→ Estratto fornito:
* * * * * * *

Questa pagina tratta di argomenti di base della psicologia,

 i suoi meccanismi, le sue leggi. Quei  meccanismi e quelle leggi

che tutti utilizziamo, ma…  senza saperlo.

 

 

 

Preoccuparsi fa bene

 

Attraverso il contatore delle visite ad un sito, è possibile verificare le “chiavi di ricerca”.

Per chi non è molto addentro al linguaggio informatico, una “chiave” è quella parola o frase che viene immessa in un motore di ricerca per trovare documenti attinenti. Ho potuto constatare che tra le visite al mio sito, una chiave decisamente molto gettonata è la soluzione di problemi, in tutte le varianti possibili, relative alla famosa frase aristotelica  "Se c'è soluzione perché ti preoccupi? Se non c'è soluzione perché ti preoccupi?" su cui anni fa scrissi un breve commento (Se c'è soluzione...).

Forse dovrei esserne sorpresa, ma in realtà, a pensarci bene, non è poi così strano. Non è forse vero che nell’epoca del mordi e fuggi, si cercano soluzioni prêt-à-porter per qualsiasi cosa? Non è forse vero che si evitano riflessione e approfondimenti, che potrebbero aiutare a trovare soluzioni, perché troppo faticosi? Non è forse vero che si cerca, a volte si pretende, che qualcuno risolva i nostri problemi? Preoccuparsi è una perdita di tempo, preoccuparsi crea stress, preoccuparsi fa male alla salute. Perché preoccuparsi se con qualche click si possono trovare soluzioni a qualsiasi quesito...

* * * * * * *

→ Problema dato 1: Trascrivi dal brano sul preoccuparsi il tratto che va da "Attraverso il contatore" fino a "(Se c'è soluzione...).".
→ Problema dato 2:
Per ciascuna affermazione, indica se è in accordo con il brano sul preoccuparsi, rispondendo sì o no e citando le parole del brano che lo decidono.
(a) Tra le visite al sito, una chiave di ricerca molto frequente riguarda la soluzione di problemi.
(b) Chi scrive dice di essere rimasto molto sorpreso da queste ricerche.
(c) Le chiavi di ricerca si possono verificare tramite il contatore delle visite.
→ Problema dato 3: Prosegui il brano sul preoccuparsi dal punto in cui si ferma.

→ Dati forniti:
* * * * * * *

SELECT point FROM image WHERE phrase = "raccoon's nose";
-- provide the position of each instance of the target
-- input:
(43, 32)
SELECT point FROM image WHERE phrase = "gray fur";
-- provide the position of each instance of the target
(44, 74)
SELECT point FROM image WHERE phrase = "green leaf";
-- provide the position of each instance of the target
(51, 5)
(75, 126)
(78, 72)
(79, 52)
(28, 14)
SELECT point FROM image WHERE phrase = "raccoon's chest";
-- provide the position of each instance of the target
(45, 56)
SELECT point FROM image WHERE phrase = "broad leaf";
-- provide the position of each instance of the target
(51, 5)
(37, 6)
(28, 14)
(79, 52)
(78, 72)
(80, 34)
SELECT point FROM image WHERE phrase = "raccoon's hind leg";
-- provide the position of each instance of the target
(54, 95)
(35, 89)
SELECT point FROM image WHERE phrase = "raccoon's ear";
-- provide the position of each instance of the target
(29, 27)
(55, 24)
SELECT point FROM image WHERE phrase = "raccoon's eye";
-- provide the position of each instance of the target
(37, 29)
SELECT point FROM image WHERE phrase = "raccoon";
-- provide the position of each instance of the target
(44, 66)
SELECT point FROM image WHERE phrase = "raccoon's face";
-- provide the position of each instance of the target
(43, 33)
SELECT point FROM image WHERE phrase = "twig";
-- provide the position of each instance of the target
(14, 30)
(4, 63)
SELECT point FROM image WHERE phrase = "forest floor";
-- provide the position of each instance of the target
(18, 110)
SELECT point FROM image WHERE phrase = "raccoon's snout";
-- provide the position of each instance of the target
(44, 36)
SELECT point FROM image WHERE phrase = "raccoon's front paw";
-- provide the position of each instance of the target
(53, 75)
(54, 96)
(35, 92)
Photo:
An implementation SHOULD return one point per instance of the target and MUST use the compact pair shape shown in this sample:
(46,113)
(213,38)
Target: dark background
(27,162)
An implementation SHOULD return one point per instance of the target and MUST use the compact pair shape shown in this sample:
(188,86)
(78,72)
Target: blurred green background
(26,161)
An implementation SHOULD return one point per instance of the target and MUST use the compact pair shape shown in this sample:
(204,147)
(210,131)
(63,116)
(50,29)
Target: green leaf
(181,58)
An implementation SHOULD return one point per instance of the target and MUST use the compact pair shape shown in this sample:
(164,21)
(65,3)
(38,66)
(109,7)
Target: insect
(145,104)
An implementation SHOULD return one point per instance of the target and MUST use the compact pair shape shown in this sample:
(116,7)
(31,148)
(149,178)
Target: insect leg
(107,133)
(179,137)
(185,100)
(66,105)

* * * * * * *

→ Risultato finale 1:
Attraverso il contatore delle visite ad un sito, è possibile verificare le “chiavi di ricerca”.

Per chi non è molto addentro al linguaggio informatico, una “chiave” è quella parola o frase che viene immessa in un motore di ricerca per trovare documenti attinenti. Ho potuto constatare che tra le visite al mio sito, una chiave decisamente molto gettonata è la soluzione di problemi, in tutte le varianti possibili, relative alla famosa frase aristotelica  "Se c'è soluzione perché ti preoccupi? Se non c'è soluzione perché ti preoccupi?" su cui anni fa scrissi un breve commento (Se c'è soluzione...).

→ Risultato finale 2:
(a) Sì: "una chiave decisamente molto gettonata è la soluzione di problemi".
(b) No: "Forse dovrei esserne sorpresa, ma in realtà, a pensarci bene, non è poi così strano."
(c) Sì: "Attraverso il contatore delle visite ad un sito, è possibile verificare le “chiavi di ricerca”."

→ Risultato finale 3:
 

Perché fa paura “preoccuparsi”? Eppure pre-occuparsi, etimologicamente parlando, significa “occuparsi prima”, cioè ragionare su qualcosa, elaborare una strategia, pianificare una linea d’azione; non  arrovellarsi e tormentarsi a vuoto in attesa che una soluzione piova dal cielo, o… da Internet.

Facendo un paragone, la preoccupazione è un po’ come l’ansia, o la paura. Sensazioni magari non gradevolissime, ma, entro certi limiti, utili. Sollecitano la nostra attenzione, ci avvertono di un pericolo, interno o esterno a noi. Dovrebbero predisporre, in ogni caso, ad un’azione. Dicevo “entro certi limiti”, infatti se la preoccupazione, o l’ansia o la paura superano il livello di guardia, non solo diventano inutili, ma diventano esse stesse fonte di malessere.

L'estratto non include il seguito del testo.